The Good Liar
"The tea is hot, but the blood is cold."
Watching Ian McKellen and Helen Mirren share a screen is one of those cinematic "about damn time" moments that shouldn't have taken until 2019 to happen. We’re talking about two of the most formidable titans of the British stage and screen, finally colliding in a movie that, on the surface, looks like a cozy Sunday afternoon thriller about elderly romance and internet dating. But let me tell you, I watched this while trying to assemble a particularly stubborn IKEA shelf, and I’m pretty sure Ian McKellen’s sinister grin is the reason I ended up putting the back panel on backwards. There is a coldness under the fingernails of this movie that I didn't see coming.
Released in the twilight months of 2019, The Good Liar arrived just as the "mid-budget adult thriller" was gasping its last breaths in the theatrical market. In an era where Disney was vacuuming up every spare cent with Endgame and Star Wars, a $10 million character study felt like a relic. It’s the kind of film that, today, would be buried in the "New Releases" row of a streaming service, watched between phone scrolls. But seeing it as a piece of contemporary cinema, it’s a fascinating look at how we still crave high-stakes human drama, even if the industry isn’t quite sure how to sell it anymore.
The Long Con and the Sharp Sting
The setup is classic noir: Ian McKellen plays Roy Courtnay, a career grifter who meets Helen Mirren’s Betty McLeish on a dating site. Roy is a predatory shark in a Savile Row suit; he doesn't just want Betty's money, he wants the satisfaction of the kill. Betty is a wealthy widow, seemingly soft and vulnerable, living in a beige suburban house that screams "rob me." Roy’s plan is simple: move in, merge the bank accounts, and disappear.
What I loved about the first half of this film is the sheer procedural joy of the grift. Bill Condon, who previously directed McKellen to an Oscar nomination in Gods and Monsters, lets the camera linger on the mechanics of Roy’s various scams. We see him running a side-hustle involving fraudulent investment schemes with his partner-in-crime, played by Jim Carter (yes, Carson from Downton Abbey is breaking bad here). Ian McKellen is clearly having the time of his life playing a man who is essentially a human personification of a '404 Error'—he is whatever you want him to be, provided it helps him steal your pension.
However, the film takes a sharp, jagged turn in the final act. It shifts from a light-fingered caper into something much darker, involving secrets from the Second World War and a tonal pivot that left many critics feeling whiplashed. Personally, I found the shift daring, even if it’s a bit clunky. It moves from a "cat and mouse" game to a "who is actually the cat?" scenario, and while the logic gets a bit strained, Mirren handles the transition with her signature icy brilliance.
A Relic of the "In-Between" Era
There’s a specific kind of "Contemporary Obscurity" that happens to films like The Good Liar. It didn't fail at the box office—it actually tripled its budget—but it has almost entirely evaporated from the cultural conversation. Why? Because it’s a film that demands you pay attention to the dialogue rather than the spectacle. In the age of franchise fatigue, we often complain that "they don't make movies for grown-ups anymore," yet when they do, we often let them slip through the cracks.

▶ [Brief 1]: Reproduce the passage of the review of The Good Liar between "What I loved" and "steal your pension.", inclusive.
▶ [Brief 2]: Extend the review of The Good Liar with the passage that would follow its final sentence.

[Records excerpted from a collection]
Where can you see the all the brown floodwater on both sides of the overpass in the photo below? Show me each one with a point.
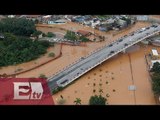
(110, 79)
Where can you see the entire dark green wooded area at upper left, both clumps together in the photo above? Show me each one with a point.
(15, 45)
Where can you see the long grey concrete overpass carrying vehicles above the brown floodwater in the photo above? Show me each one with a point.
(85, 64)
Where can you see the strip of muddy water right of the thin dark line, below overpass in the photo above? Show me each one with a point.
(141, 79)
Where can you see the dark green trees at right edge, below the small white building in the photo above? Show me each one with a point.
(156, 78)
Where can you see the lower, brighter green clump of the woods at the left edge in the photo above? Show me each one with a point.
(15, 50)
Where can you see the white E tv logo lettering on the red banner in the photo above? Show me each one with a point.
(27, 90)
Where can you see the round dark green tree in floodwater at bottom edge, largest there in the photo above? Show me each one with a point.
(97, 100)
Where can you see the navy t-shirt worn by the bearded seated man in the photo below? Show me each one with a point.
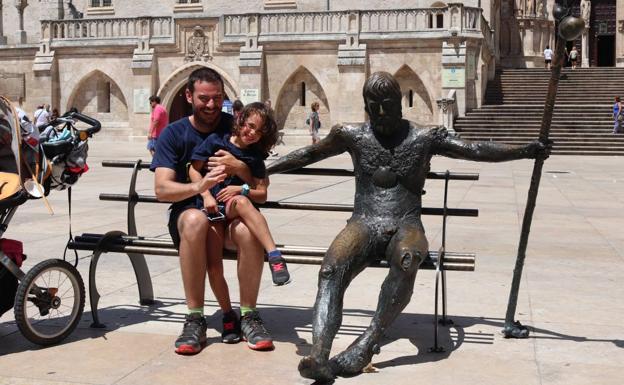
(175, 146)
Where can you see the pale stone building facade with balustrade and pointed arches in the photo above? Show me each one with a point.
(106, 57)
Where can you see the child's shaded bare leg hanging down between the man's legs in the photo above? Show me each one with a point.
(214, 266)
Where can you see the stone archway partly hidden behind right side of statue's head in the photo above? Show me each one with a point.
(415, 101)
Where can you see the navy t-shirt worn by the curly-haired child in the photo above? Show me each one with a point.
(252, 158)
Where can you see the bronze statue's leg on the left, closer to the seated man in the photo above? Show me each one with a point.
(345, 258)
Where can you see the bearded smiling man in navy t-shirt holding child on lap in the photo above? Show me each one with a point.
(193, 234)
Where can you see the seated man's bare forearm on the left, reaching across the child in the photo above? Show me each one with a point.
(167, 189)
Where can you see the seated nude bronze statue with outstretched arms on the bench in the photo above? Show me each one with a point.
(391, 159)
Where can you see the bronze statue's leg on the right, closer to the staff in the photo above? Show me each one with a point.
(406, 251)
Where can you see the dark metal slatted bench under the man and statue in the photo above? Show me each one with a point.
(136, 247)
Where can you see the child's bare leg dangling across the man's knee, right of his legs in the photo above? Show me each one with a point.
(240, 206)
==
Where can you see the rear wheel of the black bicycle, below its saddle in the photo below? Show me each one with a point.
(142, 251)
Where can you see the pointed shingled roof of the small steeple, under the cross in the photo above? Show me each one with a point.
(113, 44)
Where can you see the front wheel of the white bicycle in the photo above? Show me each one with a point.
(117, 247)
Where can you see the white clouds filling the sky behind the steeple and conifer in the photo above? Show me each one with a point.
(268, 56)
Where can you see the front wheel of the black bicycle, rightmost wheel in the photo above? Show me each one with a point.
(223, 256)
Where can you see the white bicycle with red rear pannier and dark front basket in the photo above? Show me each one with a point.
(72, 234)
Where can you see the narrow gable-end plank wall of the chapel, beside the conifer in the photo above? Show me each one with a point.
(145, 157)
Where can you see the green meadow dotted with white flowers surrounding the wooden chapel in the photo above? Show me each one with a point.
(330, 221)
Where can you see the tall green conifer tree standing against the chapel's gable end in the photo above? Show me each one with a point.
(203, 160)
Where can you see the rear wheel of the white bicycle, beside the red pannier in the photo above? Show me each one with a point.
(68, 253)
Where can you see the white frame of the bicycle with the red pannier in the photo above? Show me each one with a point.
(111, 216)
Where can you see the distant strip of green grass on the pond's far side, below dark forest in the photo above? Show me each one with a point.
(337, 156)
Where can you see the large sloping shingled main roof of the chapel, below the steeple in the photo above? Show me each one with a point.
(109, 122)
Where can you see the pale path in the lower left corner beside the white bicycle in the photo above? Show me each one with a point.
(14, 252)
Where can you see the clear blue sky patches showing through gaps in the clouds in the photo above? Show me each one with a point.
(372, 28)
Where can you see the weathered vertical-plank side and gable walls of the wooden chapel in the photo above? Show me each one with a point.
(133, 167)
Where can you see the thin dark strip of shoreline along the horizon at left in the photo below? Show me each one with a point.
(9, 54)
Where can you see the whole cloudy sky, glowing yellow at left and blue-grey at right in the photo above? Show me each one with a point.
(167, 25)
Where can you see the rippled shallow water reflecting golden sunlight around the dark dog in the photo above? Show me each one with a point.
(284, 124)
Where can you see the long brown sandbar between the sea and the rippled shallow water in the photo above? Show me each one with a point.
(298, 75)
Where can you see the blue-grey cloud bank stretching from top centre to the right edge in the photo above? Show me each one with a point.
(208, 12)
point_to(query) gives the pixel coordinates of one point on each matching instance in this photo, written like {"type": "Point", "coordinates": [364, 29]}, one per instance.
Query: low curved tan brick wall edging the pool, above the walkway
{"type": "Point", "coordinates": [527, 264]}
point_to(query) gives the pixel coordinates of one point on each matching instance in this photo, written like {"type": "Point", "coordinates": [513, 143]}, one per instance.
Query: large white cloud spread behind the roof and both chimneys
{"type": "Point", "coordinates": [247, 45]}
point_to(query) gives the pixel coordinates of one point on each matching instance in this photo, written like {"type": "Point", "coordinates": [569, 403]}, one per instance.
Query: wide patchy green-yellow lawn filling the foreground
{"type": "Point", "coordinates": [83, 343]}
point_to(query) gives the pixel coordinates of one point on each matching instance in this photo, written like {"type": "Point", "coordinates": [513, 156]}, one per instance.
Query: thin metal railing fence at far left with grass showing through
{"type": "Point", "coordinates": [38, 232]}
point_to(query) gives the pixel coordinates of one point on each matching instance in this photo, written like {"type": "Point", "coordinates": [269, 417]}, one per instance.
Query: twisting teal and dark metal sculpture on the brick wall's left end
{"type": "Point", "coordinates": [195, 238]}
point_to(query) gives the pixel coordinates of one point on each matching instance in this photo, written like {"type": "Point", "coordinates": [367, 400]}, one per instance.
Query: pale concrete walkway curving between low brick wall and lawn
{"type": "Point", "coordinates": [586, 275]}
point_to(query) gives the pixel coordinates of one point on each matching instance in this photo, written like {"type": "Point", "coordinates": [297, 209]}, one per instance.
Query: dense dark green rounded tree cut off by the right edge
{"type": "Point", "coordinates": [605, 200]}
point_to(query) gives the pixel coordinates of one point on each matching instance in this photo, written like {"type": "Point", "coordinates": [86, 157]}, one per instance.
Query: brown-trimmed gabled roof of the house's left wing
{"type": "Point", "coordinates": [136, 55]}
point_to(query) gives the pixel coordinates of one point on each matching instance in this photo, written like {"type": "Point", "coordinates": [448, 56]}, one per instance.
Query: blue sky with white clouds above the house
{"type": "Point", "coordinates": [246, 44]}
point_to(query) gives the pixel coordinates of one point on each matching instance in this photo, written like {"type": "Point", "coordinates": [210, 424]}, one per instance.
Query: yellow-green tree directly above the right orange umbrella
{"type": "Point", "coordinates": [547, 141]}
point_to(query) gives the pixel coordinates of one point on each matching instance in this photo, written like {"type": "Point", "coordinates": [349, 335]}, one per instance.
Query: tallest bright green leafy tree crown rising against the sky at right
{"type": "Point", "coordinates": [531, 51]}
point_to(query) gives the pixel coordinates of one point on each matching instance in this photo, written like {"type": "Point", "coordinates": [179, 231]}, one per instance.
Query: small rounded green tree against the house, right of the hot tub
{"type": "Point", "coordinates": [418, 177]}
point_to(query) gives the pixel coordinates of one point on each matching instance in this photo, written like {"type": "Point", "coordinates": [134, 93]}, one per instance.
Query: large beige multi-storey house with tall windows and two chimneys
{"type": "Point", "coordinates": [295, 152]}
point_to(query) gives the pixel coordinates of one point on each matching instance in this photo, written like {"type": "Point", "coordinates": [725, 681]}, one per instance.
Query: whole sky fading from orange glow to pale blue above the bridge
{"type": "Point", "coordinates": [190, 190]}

▶ [Reply 1]:
What I loved about the first half of this film is the sheer procedural joy of the grift. Bill Condon, who previously directed McKellen to an Oscar nomination in Gods and Monsters, lets the camera linger on the mechanics of Roy’s various scams. We see him running a side-hustle involving fraudulent investment schemes with his partner-in-crime, played by Jim Carter (yes, Carson from Downton Abbey is breaking bad here). Ian McKellen is clearly having the time of his life playing a man who is essentially a human personification of a '404 Error'—he is whatever you want him to be, provided it helps him steal your pension.

▶ [Reply 2]:
Interestingly, the film uses de-aging technology during a pivotal flashback sequence to show Roy and Betty in their youth. In 2019, this was the "it" technology, with Martin Scorsese’s The Irishman dominating the headlines for the same trick. Here, it’s used more sparingly, but it serves as a reminder of the era’s obsession with looking backward while moving forward. It’s a film about the weight of history, filmed with the tools of the future.
The supporting cast is equally sharp. Russell Tovey (from Years and Years) plays Betty’s grandson, Steven, and he serves as the audience surrogate—the only person in the room who seems to realize that Roy is about as trustworthy as a chocolate teapot. The tension between Tovey and McKellen provides the film's most grounded moments, acting as a buffer against the more melodramatic flourishes of the plot.
Stuff You Didn't Notice
One of the more interesting behind-the-scenes tidbits is that despite their decades-long careers and mutual respect, Mirren and McKellen had never actually worked together on a film before this. They did a Broadway run of The Dance of Death in the early 2000s, but this was their celluloid debut as a duo.
You can also feel the influence of composer Carter Burwell (a frequent Coen Brothers collaborator) in the score. He avoids the typical "thriller" stings and instead opts for something that feels slightly off-kilter and mischievous. It’s a score that tells you you’re being lied to long before the characters do. Also, keep an eye out for the location work; the film moves from the claustrophobic London suburbs to the sleek streets of Berlin, emphasizing the "European thriller" vibe that felt so prevalent in the mid-2010s.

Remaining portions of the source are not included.